(Source passage)
Stochasticity plays a key role in many biological systems, necessitating the calibration of stochastic mathematical models to interpret associated data. For model parameters to be estimated reliably, it is typically the case that they must be structurally identifiable. Yet, while theory underlying structural identifiability analysis for deterministic differential equation models is highly developed, there are currently no tools for the general assessment of stochastic models. In this work, we extend the well-established differential algebra framework for structural identifiability analysis to linear and a class of near-linear, two-dimensional, partially observed stochastic differential equation (SDE) models. Our framework is based on a deterministic recurrence relation that describes the dynamics of the statistical moments of the system of SDEs. From this relation, we iteratively form a series of necessarily satisfied equations involving only the observed moments, from which we are able to establish structurally identifiable parameter combinations. We demonstrate our framework for a suite of linear (two- and $n$-dimensional) and non-linear (two-dimensional) models. Most importantly, we define the notion of structural identifiability for SDE models and establish the effect of the initial condition on identifiability. We conclude with a discussion on the applicability and limitations of our approach, and potential future research directions.

翻译：随机性在许多生物系统中扮演着关键角色，这需要通过校准随机数学模型来解释相关数据。为了可靠地估计模型参数，这些参数通常必须在结构上是可辨识的。然而，尽管确定性微分方程模型的结构可辨识性分析理论已高度发展，但目前尚无用于一般性评估随机模型的工具。在本工作中，我们将用于结构可辨识性分析的成熟微分代数框架扩展到线性和一类近线性、二维、部分观测的随机微分方程（SDE）模型。我们的框架基于一个确定性递推关系，该关系描述了SDE系统统计矩的动力学。从这一关系出发，我们迭代地构建一系列仅涉及观测矩且必然满足的方程，并由此能够确定结构上可辨识的参数组合。我们针对一系列线性（二维及$n$维）和非线性（二维）模型展示了我们的框架。最重要的是，我们定义了SDE模型的结构可辨识性概念，并确立了初始条件对可辨识性的影响。最后，我们讨论了本方法的适用性与局限性，以及潜在的未来研究方向。
(End Source passage)
(Listed records)
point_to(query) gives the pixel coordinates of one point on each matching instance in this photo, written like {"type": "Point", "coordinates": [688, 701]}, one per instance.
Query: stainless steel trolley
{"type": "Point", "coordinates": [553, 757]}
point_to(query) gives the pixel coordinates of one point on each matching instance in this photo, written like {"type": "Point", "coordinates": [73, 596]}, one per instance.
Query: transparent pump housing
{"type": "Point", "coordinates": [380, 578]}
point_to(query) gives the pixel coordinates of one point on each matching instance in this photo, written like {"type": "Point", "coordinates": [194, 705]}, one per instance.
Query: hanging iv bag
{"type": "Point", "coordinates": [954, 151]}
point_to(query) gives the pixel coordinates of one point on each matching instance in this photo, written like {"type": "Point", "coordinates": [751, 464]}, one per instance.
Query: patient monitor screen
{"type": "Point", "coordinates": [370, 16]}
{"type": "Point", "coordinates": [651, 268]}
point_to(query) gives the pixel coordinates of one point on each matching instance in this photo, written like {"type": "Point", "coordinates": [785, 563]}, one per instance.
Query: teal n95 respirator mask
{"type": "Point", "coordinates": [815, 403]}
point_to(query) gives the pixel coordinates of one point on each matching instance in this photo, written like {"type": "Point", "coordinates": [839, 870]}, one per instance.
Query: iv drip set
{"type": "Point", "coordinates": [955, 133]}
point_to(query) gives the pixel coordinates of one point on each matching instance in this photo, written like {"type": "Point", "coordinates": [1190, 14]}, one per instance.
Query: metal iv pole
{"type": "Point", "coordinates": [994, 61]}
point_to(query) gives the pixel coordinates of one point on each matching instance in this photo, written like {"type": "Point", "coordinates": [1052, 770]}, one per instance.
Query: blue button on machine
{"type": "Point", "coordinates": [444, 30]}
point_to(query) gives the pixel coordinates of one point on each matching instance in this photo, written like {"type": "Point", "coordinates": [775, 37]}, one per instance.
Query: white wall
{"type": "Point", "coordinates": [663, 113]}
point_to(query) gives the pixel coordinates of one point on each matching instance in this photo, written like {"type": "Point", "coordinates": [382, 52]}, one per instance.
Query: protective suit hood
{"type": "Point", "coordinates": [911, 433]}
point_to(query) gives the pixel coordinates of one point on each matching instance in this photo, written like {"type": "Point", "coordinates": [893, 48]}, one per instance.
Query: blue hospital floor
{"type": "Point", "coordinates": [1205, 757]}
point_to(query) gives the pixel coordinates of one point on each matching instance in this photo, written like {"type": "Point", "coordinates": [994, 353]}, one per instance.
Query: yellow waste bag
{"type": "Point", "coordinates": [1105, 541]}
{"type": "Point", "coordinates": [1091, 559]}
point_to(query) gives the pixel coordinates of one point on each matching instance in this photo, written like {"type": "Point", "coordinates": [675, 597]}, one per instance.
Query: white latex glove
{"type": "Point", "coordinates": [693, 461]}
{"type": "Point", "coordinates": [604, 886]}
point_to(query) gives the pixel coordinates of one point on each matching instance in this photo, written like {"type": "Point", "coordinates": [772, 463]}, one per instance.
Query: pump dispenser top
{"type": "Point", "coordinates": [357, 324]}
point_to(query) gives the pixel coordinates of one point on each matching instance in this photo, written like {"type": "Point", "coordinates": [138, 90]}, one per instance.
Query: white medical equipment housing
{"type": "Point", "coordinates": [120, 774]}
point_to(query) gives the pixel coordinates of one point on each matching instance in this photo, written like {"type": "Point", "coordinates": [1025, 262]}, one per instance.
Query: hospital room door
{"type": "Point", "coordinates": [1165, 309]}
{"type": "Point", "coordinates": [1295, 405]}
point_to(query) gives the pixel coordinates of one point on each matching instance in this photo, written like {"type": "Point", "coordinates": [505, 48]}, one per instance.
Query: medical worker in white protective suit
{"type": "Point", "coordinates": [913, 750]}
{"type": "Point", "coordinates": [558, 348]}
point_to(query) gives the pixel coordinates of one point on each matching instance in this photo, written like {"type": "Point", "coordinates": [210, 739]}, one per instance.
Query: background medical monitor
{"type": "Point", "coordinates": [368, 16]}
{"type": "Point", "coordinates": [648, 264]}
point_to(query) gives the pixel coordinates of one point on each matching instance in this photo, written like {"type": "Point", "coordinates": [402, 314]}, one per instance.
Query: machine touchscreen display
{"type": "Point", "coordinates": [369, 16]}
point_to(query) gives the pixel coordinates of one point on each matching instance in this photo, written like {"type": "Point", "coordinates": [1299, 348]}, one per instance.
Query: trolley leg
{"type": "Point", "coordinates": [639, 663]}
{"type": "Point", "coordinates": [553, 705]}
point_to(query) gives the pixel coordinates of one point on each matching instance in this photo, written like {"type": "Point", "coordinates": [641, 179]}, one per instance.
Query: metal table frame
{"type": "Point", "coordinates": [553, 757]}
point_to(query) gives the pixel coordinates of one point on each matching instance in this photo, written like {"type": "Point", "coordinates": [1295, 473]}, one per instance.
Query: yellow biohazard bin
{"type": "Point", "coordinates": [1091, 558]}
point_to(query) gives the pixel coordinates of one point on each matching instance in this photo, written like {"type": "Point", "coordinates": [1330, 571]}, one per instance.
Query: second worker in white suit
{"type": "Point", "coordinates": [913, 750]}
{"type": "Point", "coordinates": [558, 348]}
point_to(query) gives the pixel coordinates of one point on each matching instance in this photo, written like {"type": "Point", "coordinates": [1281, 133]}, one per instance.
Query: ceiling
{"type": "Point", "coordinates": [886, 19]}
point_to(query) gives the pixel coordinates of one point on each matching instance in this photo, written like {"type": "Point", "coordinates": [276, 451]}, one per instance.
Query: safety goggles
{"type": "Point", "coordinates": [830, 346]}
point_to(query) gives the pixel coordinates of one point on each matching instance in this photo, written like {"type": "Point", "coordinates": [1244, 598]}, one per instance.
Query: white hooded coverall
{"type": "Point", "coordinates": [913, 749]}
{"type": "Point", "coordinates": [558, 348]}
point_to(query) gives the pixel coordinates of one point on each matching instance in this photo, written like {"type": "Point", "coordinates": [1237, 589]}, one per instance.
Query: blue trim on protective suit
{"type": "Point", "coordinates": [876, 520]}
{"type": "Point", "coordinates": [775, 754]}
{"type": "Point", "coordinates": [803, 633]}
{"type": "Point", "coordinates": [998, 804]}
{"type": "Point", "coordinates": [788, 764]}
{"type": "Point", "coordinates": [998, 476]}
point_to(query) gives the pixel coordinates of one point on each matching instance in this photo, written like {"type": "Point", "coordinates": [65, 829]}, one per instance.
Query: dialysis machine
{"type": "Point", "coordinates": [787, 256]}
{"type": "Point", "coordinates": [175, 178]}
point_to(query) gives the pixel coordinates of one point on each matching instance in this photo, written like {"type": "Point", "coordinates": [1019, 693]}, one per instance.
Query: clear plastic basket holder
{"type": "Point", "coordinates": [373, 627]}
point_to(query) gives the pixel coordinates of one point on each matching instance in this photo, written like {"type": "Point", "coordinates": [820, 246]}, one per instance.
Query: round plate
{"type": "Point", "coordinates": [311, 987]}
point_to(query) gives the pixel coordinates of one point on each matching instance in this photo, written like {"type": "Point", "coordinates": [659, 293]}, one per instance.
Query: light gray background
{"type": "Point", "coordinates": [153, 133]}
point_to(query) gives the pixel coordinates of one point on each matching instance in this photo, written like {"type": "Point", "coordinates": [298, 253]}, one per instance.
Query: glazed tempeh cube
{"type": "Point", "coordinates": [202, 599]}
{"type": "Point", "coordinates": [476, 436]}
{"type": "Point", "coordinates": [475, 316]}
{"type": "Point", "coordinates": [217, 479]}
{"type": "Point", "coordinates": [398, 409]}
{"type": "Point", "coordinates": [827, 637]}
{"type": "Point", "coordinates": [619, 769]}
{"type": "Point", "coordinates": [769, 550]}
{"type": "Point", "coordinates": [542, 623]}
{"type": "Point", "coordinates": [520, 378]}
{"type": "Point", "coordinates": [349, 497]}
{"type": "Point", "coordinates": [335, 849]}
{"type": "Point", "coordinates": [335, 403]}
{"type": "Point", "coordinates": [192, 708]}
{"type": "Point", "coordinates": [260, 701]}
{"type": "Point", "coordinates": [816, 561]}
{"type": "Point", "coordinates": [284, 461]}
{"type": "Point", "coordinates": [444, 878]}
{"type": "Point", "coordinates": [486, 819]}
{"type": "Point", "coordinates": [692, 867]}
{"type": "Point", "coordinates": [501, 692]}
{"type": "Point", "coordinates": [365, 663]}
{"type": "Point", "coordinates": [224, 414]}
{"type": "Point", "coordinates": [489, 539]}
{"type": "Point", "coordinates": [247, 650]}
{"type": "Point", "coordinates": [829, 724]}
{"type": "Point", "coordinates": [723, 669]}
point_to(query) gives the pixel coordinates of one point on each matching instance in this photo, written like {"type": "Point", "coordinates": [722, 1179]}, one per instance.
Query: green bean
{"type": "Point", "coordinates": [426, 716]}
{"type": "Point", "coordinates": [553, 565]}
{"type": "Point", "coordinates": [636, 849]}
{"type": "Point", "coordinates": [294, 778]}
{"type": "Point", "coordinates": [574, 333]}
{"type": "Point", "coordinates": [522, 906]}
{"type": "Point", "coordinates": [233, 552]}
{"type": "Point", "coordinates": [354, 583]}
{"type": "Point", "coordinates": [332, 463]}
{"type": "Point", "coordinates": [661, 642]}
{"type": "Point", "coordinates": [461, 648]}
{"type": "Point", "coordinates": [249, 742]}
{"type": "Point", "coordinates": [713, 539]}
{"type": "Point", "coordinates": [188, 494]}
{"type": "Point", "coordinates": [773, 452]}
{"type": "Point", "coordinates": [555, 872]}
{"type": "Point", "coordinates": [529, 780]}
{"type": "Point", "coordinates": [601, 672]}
(End Listed records)
▶ Task instructions:
Reproduce the text on structural identifiability of stochastic models from "翻译：随机性在许多生物系统中" to "性，以及潜在的未来研究方向。".

▶ Solution for this task:
翻译：随机性在许多生物系统中扮演着关键角色，这需要通过校准随机数学模型来解释相关数据。为了可靠地估计模型参数，这些参数通常必须在结构上是可辨识的。然而，尽管确定性微分方程模型的结构可辨识性分析理论已高度发展，但目前尚无用于一般性评估随机模型的工具。在本工作中，我们将用于结构可辨识性分析的成熟微分代数框架扩展到线性和一类近线性、二维、部分观测的随机微分方程（SDE）模型。我们的框架基于一个确定性递推关系，该关系描述了SDE系统统计矩的动力学。从这一关系出发，我们迭代地构建一系列仅涉及观测矩且必然满足的方程，并由此能够确定结构上可辨识的参数组合。我们针对一系列线性（二维及$n$维）和非线性（二维）模型展示了我们的框架。最重要的是，我们定义了SDE模型的结构可辨识性概念，并确立了初始条件对可辨识性的影响。最后，我们讨论了本方法的适用性与局限性，以及潜在的未来研究方向。